(EXTRACTED RECORDS begins)

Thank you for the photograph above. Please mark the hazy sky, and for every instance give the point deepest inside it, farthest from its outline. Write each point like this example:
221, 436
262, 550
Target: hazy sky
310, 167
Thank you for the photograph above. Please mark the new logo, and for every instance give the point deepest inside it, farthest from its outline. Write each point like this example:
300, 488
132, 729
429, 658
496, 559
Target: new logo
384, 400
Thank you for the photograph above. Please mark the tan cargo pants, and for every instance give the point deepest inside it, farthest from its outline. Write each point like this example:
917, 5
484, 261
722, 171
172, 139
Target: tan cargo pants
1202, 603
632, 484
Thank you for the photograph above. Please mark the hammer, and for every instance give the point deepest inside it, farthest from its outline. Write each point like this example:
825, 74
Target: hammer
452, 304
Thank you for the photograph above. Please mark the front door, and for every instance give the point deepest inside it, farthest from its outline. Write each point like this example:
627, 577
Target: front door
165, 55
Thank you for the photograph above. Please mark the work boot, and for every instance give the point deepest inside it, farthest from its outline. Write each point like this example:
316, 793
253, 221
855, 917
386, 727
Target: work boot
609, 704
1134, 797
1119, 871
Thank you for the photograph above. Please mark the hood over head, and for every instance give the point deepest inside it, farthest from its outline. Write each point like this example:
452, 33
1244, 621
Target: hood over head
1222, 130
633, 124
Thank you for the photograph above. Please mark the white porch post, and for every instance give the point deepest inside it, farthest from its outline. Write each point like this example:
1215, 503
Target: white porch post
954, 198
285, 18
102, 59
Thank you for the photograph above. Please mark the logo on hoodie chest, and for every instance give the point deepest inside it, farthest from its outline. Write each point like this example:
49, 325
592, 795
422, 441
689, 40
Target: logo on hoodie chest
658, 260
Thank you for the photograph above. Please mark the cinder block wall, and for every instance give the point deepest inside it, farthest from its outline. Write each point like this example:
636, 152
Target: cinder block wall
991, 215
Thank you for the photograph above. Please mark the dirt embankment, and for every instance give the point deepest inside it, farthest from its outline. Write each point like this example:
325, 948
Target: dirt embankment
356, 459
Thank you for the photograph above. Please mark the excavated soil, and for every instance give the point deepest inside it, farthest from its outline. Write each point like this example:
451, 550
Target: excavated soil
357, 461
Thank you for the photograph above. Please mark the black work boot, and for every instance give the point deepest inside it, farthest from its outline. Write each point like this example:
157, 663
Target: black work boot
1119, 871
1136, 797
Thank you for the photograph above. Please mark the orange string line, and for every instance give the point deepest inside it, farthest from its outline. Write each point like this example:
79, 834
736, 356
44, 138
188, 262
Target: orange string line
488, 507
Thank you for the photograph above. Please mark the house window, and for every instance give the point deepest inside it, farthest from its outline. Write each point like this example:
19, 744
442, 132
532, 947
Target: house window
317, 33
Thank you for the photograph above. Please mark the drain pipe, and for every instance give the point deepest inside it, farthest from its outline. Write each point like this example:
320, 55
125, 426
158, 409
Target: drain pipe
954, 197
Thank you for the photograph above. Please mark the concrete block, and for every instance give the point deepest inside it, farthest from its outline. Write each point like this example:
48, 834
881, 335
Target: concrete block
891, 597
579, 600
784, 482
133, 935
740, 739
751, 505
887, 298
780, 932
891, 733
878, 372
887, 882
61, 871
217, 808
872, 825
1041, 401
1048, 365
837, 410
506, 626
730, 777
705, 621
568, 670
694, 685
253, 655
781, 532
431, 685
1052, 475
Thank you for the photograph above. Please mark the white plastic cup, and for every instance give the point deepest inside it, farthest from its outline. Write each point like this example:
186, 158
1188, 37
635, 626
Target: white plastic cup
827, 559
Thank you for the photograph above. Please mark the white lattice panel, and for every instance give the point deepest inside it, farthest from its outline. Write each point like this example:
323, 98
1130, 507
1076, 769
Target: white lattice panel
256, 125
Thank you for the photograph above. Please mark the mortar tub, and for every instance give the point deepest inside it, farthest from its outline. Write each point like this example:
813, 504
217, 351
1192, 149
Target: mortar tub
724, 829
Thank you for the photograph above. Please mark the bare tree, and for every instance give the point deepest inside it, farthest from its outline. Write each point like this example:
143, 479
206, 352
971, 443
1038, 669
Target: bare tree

(EXTRACTED RECORDS ends)

▶ _WORK INSTRUCTIONS_
Extract every line above containing the word "tree".

▶ _RESPONSE_
Thank you for the photograph above. Please mark the bare tree, and for every instance give the point deepest inside it, farthest from its outline. Write each point like this example:
Target: bare tree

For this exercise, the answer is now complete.